• _Task_
In the article on pivoting data, which version of SQL Server provides native T-SQL PIVOT and UNPIVOT operators?

• _Reading passage_
** begin **

Pivot (or Unpivot) Your Data

Data integrity, data consistency, and avoiding anomalies are the most important considerations when you store data in your database. However, when you query data, you usually think about your application's users and the information that you provide them. You often want to let them look at the data in a different format than the raw form in which it's stored. When you query data for analysis purposes, you typically want to produce either a small result set that fits on a screen or an intermediate result set that can be more easily manipulated by another query than your source data can. For these purposes, you might want to pivot your data. When you pivot data, you rotate rows to columns or columns to rows. That is, you can rotate data from multiple rows to multiple columns in a single row or unpivot data from multiple columns of a single row into result rows. You can use the pivot technique to rotate data in columns and rows for analysis purposes. Many analysis tools provide pivot capabilities, such as Microsoft Excel's PivotTable, Microsoft Access's Transform command, and the Pivot Table ActiveX Control. However, if you want to pivot or unpivot data in SQL Server 2000, you have to write complex T-SQL expressions. SQL Server 2005 provides native T-SQL PIVOT and UNPIVOT operators that simplify these operations. In this article, I discuss some techniques for pivoting data in SQL Server 2000 and introduce you to SQL Server 2005's PIVOT operator.

** end **

• _Data rows_
** begin **

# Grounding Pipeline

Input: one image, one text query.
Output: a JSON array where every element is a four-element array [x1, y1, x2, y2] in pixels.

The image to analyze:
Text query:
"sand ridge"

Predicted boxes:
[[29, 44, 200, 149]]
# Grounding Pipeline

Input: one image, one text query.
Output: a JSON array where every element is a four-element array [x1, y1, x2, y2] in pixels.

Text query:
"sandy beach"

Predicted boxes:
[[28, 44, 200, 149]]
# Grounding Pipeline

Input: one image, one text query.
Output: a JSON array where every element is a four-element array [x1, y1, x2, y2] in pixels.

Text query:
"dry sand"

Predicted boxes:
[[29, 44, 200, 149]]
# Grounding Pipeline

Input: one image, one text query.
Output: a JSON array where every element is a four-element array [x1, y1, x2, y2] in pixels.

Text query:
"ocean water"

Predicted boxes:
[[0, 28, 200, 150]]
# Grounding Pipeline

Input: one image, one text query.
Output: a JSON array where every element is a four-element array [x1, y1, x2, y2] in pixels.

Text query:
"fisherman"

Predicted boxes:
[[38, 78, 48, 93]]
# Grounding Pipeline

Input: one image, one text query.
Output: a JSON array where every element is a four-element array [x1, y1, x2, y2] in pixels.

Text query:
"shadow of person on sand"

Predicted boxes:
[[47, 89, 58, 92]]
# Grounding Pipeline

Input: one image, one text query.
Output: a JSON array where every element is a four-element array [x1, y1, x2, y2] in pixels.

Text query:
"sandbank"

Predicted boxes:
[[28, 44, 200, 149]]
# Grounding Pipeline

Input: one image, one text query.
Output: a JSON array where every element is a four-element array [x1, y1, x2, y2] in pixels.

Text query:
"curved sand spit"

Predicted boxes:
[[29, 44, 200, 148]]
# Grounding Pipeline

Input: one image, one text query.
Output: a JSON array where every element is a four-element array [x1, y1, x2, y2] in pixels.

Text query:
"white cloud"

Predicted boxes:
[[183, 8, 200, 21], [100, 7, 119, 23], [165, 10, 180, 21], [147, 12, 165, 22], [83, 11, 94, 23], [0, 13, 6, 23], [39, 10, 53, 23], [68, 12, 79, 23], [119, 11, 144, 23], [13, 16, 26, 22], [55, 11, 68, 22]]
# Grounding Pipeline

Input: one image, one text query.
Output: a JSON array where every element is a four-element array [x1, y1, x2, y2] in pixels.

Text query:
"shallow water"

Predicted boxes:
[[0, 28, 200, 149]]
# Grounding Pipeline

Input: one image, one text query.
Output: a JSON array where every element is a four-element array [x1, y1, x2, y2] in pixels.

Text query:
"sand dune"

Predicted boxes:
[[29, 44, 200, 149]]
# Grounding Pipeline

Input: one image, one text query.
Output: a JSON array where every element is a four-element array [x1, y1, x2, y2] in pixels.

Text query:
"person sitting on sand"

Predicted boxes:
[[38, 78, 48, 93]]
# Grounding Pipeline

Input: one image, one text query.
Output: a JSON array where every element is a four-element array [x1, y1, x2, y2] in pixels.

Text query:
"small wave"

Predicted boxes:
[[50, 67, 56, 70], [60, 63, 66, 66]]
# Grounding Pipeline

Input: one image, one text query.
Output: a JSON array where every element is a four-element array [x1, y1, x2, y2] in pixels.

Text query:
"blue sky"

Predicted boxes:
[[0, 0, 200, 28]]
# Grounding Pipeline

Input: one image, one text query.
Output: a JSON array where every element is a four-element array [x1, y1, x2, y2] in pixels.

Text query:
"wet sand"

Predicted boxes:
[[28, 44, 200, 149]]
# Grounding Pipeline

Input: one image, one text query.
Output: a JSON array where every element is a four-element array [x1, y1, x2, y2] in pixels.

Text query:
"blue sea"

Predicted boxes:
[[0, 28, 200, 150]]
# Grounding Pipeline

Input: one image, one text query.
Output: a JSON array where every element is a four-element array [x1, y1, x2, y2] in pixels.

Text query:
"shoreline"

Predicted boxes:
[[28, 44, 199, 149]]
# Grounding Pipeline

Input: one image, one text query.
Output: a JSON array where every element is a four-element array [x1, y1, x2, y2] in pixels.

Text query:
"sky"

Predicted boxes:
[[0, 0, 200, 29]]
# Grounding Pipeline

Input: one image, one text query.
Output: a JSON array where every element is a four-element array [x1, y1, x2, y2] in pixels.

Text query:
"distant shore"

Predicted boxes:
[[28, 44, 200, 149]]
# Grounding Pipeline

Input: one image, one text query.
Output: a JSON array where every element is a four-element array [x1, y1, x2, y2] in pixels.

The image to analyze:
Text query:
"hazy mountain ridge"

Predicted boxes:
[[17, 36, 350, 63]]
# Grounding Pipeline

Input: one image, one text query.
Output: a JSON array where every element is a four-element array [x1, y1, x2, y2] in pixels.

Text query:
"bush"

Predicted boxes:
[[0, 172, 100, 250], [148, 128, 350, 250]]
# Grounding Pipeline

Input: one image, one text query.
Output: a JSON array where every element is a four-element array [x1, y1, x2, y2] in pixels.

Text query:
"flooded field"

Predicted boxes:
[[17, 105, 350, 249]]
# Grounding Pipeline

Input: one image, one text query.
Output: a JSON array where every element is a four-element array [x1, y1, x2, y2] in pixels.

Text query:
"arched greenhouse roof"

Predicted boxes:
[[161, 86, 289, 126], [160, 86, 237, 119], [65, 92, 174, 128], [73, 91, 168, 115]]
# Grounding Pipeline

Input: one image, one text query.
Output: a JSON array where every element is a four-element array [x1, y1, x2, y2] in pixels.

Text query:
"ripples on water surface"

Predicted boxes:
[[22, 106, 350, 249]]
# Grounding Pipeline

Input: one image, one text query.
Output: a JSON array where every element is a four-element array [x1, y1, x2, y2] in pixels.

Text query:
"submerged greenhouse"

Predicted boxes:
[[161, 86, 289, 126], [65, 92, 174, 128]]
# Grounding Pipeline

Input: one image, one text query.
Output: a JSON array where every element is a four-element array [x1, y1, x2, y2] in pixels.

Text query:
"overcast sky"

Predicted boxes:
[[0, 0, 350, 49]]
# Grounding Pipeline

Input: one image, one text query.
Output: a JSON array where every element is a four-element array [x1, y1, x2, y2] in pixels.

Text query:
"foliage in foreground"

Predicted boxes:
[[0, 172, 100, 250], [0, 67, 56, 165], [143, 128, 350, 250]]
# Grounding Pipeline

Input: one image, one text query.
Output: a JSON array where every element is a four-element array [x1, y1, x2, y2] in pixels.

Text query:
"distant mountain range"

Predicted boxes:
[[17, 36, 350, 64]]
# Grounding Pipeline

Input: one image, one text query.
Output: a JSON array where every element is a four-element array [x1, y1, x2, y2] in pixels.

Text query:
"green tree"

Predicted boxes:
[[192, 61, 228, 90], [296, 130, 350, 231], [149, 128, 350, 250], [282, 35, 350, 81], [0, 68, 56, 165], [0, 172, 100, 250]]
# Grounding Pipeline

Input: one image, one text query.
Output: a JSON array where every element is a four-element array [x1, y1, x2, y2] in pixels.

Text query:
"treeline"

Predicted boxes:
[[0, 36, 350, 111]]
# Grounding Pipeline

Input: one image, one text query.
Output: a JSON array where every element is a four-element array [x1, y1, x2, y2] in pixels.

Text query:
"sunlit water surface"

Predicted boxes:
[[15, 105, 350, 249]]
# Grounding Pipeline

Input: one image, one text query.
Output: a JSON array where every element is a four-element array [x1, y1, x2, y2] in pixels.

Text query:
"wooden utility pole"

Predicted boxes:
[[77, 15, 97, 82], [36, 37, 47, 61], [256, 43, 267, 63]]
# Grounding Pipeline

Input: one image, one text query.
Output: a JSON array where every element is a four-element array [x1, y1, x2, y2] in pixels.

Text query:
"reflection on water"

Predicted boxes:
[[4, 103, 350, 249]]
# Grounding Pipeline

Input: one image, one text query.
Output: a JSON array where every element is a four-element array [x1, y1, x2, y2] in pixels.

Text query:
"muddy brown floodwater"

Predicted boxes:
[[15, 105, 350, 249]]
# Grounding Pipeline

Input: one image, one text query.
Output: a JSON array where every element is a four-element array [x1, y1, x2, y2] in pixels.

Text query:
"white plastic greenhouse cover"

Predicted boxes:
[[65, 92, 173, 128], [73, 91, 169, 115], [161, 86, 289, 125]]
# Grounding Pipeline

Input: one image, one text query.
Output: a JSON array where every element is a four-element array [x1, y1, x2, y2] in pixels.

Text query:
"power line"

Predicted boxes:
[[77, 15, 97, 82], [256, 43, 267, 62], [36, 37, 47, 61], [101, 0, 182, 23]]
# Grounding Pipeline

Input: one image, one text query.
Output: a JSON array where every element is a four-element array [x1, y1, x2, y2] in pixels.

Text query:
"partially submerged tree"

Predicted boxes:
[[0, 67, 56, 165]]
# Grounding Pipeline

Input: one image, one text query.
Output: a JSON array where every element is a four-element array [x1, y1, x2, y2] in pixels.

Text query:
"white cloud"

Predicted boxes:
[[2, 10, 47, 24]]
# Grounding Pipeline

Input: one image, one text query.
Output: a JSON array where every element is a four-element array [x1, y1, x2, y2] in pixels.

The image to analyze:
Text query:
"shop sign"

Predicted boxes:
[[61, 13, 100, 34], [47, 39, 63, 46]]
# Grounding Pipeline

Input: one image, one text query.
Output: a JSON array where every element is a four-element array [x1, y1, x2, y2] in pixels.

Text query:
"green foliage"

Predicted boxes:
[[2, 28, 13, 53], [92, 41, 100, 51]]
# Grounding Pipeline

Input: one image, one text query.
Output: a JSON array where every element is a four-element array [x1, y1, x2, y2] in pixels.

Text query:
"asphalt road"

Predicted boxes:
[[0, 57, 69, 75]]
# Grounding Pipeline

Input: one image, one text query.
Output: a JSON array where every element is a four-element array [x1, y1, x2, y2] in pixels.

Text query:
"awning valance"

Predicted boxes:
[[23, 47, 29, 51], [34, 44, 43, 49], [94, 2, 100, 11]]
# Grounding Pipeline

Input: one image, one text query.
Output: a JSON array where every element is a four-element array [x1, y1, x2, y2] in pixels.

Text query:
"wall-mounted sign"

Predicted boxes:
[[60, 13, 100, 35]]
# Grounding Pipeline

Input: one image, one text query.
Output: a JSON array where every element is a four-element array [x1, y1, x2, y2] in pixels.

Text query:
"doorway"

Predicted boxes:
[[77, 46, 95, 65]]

** end **

• _Exercise result_
SQL Server 2005